- IOC code: MGL
- NOC: Mongolian National Olympic Committee

in Doha
- Flag bearer: Khashbaataryn Tsagaanbaatar
- Medals Ranked 21st: Gold 2 Silver 5 Bronze 8 Total 15

Asian Games appearances (overview)
- 1974; 1978; 1982; 1986; 1990; 1994; 1998; 2002; 2006; 2010; 2014; 2018; 2022; 2026;

= Mongolia at the 2006 Asian Games =

Mongolia participated in the 15th Asian Games, officially known as the XV Asiad held in Doha, Qatar from December 1 to December 15, 2006. Mongolia ranked 21st with two gold medals in this edition of the Asiad.

- **Problem details**
From the text on Mongolia at the 2006 Asian Games, quote the passage between "- 1974; 1978;" and "of the Asiad.", inclusive.

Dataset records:
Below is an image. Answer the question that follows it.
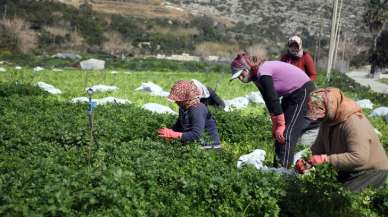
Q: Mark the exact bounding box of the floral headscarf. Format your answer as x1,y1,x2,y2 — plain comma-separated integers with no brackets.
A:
168,80,201,108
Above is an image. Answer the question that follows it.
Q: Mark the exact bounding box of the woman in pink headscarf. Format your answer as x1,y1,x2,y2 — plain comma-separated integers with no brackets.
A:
158,80,221,149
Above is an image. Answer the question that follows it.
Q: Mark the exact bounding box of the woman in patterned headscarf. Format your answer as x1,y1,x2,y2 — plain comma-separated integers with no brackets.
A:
296,88,388,191
159,80,221,149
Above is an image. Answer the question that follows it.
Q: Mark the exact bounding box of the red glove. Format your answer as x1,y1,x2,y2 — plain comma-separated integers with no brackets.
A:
294,159,306,174
158,128,182,139
308,154,327,166
271,113,286,144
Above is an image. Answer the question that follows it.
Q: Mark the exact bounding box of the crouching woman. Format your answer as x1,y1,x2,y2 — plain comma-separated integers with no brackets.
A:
158,80,221,149
307,88,388,192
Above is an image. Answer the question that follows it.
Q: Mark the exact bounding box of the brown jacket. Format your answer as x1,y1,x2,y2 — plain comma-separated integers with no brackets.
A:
311,88,388,172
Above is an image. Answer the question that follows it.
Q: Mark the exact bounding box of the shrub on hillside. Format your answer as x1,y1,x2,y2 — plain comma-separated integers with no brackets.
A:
194,42,240,58
102,32,133,56
0,18,37,53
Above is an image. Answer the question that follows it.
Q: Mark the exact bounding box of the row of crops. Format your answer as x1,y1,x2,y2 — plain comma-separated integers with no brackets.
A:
0,59,388,216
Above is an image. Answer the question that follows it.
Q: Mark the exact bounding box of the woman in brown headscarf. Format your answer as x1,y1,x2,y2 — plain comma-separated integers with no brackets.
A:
159,80,221,149
297,88,388,191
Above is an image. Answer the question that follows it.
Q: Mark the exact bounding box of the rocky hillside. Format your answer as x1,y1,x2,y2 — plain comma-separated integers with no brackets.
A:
168,0,369,41
60,0,369,47
0,0,371,62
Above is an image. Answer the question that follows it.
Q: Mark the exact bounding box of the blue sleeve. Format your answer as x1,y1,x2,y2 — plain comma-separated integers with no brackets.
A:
181,106,207,143
171,108,183,132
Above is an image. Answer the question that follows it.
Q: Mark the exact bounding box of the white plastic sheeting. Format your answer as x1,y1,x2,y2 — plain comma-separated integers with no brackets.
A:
224,96,249,112
135,81,170,97
356,99,373,109
375,128,383,137
245,91,265,104
80,59,105,70
191,79,210,98
143,103,178,115
237,149,295,174
85,84,119,92
37,81,62,94
370,107,388,117
70,96,132,105
298,128,319,146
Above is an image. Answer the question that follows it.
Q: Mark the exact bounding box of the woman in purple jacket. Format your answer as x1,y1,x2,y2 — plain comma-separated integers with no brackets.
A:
231,53,314,168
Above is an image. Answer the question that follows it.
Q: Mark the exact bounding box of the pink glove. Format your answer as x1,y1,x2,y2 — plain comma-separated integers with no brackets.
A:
158,128,182,139
271,113,286,144
308,154,327,166
294,159,306,174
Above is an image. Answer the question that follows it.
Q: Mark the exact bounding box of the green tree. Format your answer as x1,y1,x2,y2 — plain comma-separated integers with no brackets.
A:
364,0,388,75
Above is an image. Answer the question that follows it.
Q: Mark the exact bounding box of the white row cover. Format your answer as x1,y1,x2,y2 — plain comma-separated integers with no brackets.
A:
143,103,178,115
224,91,264,112
370,107,388,117
135,81,170,97
70,96,132,105
85,84,119,92
237,149,295,175
37,81,62,94
356,99,373,109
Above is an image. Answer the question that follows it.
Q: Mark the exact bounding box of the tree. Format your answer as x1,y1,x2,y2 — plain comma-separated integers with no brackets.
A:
364,0,388,76
372,30,388,68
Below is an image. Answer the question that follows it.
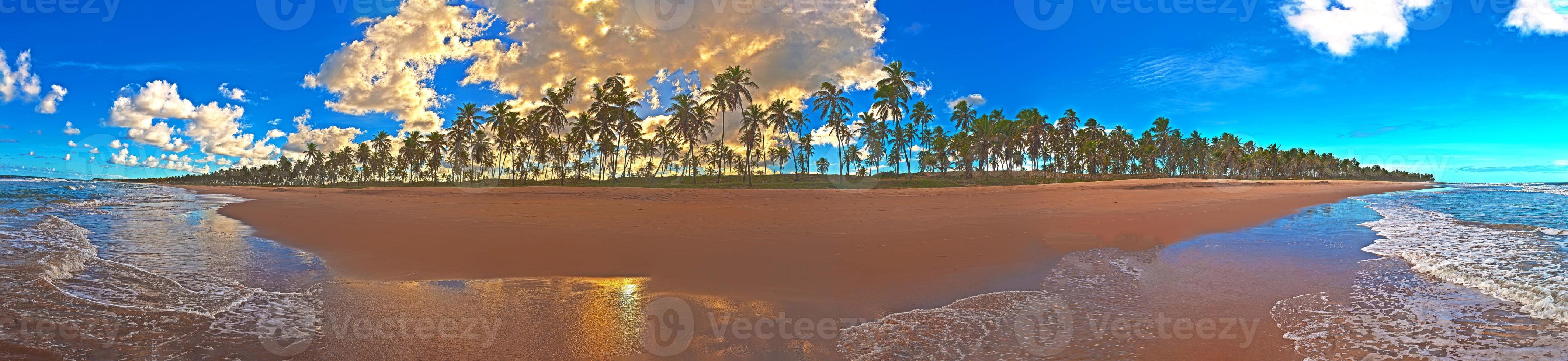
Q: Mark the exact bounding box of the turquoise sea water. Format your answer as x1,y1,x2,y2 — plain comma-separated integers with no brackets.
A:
9,177,1568,360
0,177,329,360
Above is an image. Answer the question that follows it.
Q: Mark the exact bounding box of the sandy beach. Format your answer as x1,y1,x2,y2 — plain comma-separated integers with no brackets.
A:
165,179,1427,358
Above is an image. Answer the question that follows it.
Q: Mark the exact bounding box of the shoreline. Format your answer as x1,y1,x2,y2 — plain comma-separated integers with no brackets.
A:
168,179,1430,281
162,179,1429,359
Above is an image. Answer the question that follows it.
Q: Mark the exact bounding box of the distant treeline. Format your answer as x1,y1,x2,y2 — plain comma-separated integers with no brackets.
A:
141,61,1433,185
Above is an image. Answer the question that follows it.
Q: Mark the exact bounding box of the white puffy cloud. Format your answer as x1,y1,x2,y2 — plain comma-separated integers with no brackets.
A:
108,148,139,167
811,122,861,146
35,85,66,115
1504,0,1568,36
218,83,246,102
0,49,44,102
304,0,886,135
282,110,364,163
1280,0,1433,56
947,94,985,110
304,0,491,132
110,80,278,158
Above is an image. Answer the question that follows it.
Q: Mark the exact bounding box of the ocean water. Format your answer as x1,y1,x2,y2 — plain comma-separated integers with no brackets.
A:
1273,184,1568,360
0,177,329,360
839,184,1568,361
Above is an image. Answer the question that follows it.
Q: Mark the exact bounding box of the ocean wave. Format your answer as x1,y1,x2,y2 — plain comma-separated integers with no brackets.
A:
837,248,1159,361
1363,201,1568,322
0,215,323,360
1270,257,1568,360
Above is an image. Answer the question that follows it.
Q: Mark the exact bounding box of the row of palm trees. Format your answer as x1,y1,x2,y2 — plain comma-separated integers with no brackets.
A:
147,61,1432,185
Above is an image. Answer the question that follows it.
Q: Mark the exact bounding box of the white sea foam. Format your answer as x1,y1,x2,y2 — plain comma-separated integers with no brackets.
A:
0,215,322,358
1270,257,1568,360
1363,203,1568,322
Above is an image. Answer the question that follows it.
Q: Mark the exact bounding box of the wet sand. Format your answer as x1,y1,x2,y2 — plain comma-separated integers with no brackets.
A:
165,179,1425,360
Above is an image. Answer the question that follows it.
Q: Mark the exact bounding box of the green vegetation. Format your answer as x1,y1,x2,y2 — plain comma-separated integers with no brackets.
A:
132,61,1432,188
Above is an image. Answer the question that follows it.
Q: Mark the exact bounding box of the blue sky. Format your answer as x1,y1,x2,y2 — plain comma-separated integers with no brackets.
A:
0,0,1568,182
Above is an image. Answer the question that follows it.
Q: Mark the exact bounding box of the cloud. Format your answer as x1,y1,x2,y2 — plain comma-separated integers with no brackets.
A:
110,80,278,158
282,110,365,158
947,94,985,110
108,149,139,167
35,85,66,115
218,83,244,102
49,61,180,72
0,49,44,102
1339,121,1447,138
1280,0,1433,56
304,0,886,130
1121,46,1269,91
1504,0,1568,36
1455,160,1568,173
304,0,492,132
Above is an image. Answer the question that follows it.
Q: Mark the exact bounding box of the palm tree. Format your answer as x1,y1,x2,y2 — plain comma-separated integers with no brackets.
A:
423,132,447,179
370,130,392,182
811,82,854,174
703,66,757,182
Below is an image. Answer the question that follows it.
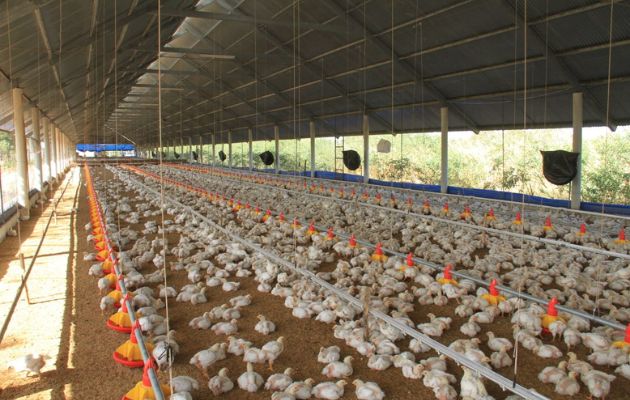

- **Task solution**
- 1974; 1978; 1982; 1986; 1990; 1994; 1998; 2002; 2006; 2010; 2014; 2018; 2022; 2026;

= Mongolia at the 2006 Asian Games =

Mongolia participated in the 15th Asian Games, officially known as the XV Asiad held in Doha, Qatar from December 1 to December 15, 2006. Mongolia ranked 21st with two gold medals in this edition of the Asiad.